**WORK INSTRUCTION**
Report each line of the records where "stripe" occurs.

================================

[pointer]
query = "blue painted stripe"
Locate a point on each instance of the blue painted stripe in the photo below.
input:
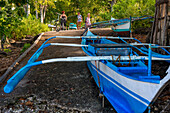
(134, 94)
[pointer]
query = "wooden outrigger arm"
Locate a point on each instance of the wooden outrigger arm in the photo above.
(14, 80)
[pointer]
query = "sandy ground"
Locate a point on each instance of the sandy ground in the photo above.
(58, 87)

================================

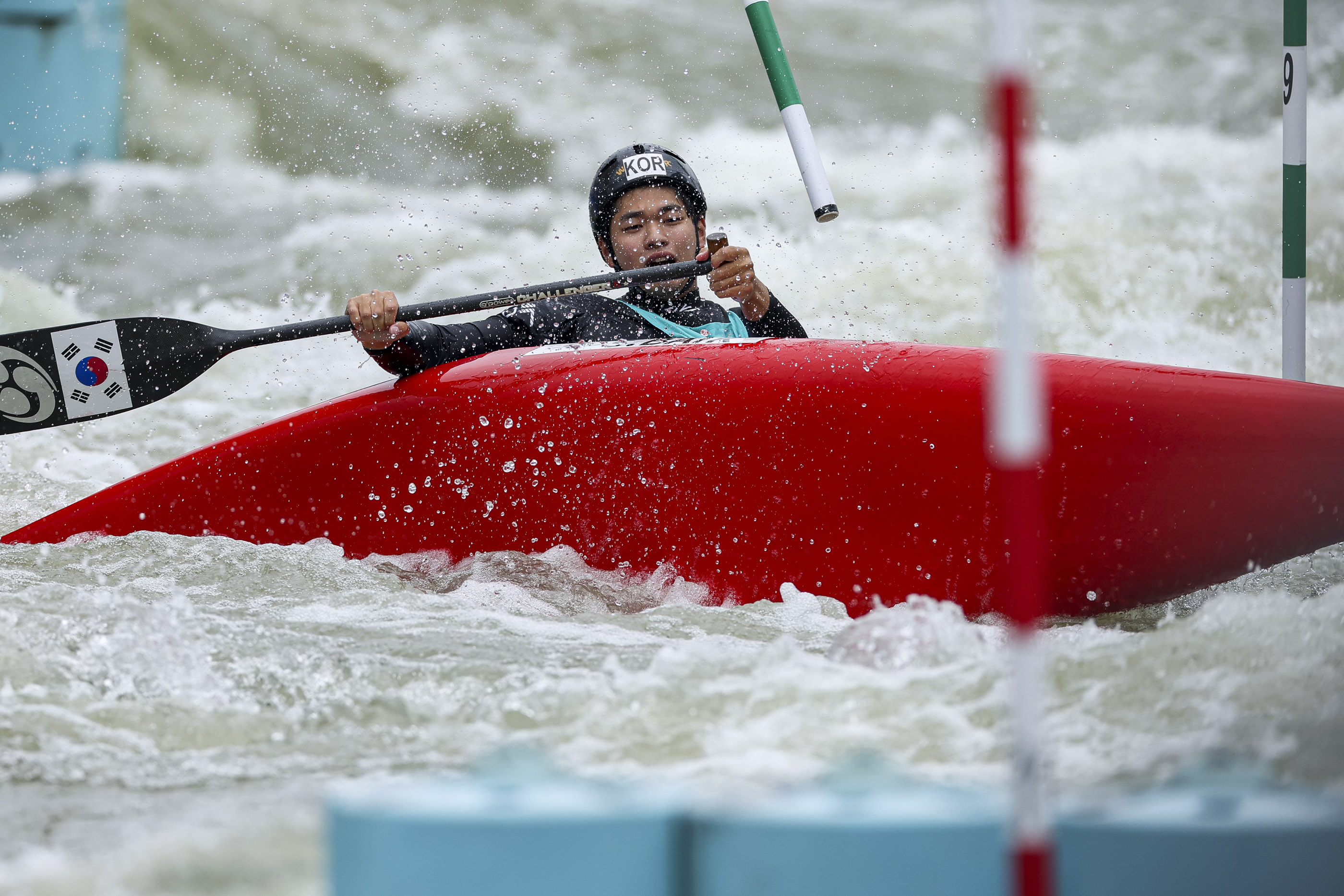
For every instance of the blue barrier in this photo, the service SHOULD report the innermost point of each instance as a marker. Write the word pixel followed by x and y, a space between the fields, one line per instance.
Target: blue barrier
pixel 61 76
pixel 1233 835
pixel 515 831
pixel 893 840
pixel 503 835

================================

**SOLVED PROBLEM**
query = "blue painted stripe"
Locate a point on each instance of the blue painted stripe in the photo below.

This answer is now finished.